[START OF Stored data]

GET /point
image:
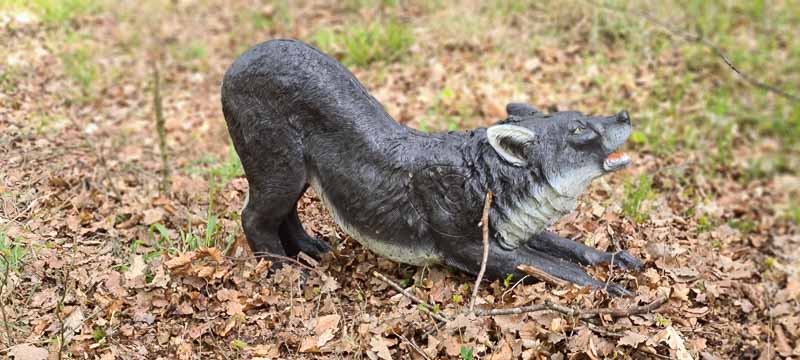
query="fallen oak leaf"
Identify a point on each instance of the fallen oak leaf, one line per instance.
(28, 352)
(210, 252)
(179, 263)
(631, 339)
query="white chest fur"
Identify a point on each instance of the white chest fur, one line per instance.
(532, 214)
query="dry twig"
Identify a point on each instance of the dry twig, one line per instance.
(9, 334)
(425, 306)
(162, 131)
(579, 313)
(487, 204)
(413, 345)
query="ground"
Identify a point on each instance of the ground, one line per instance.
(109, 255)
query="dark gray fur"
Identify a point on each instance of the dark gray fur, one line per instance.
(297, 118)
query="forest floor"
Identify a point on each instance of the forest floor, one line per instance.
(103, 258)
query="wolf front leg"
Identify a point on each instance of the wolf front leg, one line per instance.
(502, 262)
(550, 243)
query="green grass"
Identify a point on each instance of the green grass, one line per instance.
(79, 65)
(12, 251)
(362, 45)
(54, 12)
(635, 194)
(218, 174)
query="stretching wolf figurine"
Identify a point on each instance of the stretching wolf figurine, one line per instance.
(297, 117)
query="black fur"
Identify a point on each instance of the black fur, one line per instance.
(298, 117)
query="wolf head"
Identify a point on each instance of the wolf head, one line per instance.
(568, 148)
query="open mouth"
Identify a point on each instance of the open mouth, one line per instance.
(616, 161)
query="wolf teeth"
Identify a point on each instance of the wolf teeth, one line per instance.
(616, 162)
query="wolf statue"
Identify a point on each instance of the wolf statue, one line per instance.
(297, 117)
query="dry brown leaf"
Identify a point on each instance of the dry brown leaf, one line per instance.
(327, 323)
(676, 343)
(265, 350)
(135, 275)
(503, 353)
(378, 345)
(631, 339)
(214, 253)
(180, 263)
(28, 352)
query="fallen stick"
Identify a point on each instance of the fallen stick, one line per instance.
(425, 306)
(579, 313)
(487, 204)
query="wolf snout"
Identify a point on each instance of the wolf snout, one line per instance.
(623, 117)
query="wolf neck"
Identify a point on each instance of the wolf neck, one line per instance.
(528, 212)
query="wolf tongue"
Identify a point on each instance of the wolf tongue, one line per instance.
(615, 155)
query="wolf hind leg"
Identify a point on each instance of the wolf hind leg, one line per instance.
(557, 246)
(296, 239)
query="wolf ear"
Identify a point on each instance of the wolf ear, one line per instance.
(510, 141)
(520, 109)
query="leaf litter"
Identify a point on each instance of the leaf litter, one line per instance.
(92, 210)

[END OF Stored data]
[START OF Stored data]

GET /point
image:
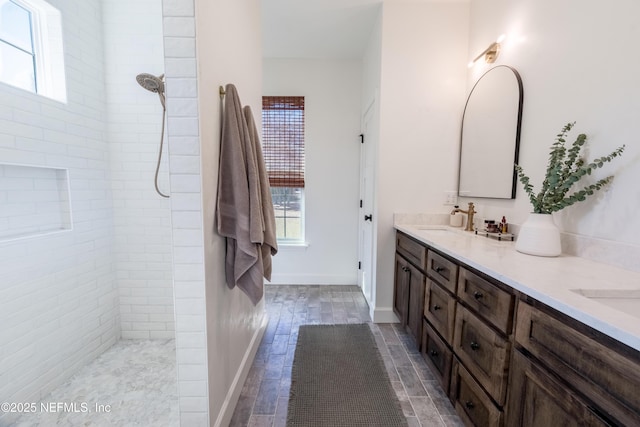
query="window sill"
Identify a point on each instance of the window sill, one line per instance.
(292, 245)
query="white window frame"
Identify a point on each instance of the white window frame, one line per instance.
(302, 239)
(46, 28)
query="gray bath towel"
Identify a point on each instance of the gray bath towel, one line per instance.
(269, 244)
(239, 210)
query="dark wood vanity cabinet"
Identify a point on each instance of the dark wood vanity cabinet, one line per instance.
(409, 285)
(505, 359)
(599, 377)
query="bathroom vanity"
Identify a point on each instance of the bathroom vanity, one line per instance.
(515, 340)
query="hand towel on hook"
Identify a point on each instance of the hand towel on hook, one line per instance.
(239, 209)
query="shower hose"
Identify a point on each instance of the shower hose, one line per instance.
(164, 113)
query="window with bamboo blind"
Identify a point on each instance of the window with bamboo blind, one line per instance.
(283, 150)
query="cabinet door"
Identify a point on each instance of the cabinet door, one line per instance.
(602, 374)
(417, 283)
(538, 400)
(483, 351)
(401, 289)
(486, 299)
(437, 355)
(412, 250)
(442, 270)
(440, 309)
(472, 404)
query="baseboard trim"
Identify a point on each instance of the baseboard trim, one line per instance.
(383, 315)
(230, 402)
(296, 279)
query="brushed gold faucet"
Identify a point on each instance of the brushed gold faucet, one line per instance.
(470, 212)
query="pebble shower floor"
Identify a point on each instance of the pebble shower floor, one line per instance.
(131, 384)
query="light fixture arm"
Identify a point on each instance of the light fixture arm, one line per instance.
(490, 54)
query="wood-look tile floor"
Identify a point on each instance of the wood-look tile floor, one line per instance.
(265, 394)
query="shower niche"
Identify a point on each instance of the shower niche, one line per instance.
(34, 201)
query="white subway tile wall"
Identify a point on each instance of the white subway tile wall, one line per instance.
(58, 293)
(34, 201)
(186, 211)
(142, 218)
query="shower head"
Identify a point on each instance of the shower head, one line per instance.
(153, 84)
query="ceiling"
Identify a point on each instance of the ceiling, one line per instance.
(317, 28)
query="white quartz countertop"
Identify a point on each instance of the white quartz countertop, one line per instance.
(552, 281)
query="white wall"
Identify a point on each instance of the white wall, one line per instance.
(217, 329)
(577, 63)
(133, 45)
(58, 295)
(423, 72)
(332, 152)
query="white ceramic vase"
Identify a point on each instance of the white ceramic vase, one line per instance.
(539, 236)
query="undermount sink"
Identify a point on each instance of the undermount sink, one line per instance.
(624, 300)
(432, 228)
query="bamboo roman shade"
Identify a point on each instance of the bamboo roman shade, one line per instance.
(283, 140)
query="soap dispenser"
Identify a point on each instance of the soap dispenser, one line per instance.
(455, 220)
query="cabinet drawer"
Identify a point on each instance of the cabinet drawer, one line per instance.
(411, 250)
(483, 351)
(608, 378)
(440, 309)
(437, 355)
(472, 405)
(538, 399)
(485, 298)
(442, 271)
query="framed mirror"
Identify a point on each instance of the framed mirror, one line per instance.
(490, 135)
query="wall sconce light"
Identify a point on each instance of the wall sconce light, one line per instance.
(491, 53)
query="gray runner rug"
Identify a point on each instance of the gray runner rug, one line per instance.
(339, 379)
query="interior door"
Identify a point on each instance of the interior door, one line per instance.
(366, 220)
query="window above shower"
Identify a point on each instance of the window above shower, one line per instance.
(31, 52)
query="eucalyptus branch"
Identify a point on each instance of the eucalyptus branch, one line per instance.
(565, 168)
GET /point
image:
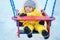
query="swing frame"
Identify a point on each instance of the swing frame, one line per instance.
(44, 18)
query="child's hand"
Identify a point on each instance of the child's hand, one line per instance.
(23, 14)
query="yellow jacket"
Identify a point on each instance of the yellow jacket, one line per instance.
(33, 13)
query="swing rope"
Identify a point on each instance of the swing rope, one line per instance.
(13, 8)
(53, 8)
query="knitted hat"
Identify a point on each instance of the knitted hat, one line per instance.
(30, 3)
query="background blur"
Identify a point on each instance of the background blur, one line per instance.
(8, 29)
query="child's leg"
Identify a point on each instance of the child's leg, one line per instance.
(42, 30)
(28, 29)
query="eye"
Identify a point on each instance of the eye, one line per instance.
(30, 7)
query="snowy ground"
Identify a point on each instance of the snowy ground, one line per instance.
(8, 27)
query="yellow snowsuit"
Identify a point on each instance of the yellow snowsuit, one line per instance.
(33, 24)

[END OF Stored data]
[START OF Stored data]

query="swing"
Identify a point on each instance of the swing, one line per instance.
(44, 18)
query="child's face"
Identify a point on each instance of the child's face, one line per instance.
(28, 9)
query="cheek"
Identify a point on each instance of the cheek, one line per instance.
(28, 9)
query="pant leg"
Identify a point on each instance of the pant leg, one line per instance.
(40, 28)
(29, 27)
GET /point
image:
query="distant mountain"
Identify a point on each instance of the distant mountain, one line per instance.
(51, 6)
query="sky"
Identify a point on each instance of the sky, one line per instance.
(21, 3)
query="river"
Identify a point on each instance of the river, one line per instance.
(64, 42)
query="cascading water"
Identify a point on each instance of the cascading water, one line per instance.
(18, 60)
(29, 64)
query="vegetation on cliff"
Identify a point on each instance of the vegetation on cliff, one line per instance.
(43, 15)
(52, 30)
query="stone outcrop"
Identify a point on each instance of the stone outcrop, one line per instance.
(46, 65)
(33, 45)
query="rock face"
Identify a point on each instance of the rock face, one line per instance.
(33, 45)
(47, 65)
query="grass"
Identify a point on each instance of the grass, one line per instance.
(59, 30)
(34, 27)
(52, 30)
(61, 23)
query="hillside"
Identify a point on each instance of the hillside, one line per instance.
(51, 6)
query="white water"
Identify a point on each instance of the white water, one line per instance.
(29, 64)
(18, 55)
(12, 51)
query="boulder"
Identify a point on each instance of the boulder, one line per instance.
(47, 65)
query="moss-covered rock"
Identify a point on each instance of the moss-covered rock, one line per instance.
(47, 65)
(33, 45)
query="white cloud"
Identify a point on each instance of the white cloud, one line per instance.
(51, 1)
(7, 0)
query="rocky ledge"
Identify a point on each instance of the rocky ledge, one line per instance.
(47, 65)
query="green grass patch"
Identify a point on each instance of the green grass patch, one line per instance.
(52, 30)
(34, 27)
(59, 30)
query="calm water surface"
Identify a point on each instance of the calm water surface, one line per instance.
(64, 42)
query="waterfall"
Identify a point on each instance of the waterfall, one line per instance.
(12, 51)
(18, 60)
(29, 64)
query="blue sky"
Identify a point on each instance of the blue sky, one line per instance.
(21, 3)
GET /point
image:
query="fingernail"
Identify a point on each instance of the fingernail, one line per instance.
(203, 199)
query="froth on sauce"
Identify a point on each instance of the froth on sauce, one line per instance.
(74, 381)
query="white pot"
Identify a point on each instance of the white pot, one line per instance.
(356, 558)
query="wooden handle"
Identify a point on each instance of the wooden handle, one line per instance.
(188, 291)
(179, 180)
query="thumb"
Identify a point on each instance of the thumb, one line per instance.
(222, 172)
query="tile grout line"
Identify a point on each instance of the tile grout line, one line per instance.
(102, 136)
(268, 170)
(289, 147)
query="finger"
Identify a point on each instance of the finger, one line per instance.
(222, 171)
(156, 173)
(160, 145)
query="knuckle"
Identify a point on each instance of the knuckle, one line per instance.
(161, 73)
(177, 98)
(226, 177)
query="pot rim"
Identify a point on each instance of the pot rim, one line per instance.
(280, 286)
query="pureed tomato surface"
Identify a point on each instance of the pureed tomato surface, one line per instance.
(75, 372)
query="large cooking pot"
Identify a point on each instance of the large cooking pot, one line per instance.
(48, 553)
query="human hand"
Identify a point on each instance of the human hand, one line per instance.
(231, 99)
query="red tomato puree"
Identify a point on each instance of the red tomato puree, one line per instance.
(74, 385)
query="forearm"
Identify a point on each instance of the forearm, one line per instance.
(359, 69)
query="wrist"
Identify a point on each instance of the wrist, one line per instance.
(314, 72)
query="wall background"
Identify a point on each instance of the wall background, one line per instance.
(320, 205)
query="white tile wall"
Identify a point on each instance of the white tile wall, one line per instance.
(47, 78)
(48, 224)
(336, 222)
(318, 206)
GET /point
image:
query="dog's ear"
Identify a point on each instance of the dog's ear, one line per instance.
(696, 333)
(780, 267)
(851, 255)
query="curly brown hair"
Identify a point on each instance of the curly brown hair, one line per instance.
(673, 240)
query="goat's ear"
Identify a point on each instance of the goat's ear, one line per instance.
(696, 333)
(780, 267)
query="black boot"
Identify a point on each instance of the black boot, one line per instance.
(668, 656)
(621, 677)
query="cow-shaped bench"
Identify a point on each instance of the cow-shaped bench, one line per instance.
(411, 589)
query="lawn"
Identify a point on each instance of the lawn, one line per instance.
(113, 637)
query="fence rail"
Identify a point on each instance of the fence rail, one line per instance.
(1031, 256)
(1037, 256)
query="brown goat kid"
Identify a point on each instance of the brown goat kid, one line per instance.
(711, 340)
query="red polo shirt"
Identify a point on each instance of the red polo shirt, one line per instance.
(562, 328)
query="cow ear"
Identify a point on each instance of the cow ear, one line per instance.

[END OF Stored data]

* **What the task requires**: Locate every line in the entries above that contains the word "polo" and copy each of those lines. Case counts.

* **Finished exercise**:
query="red polo shirt"
Identify a point on each instance of the red polo shirt, one line per instance.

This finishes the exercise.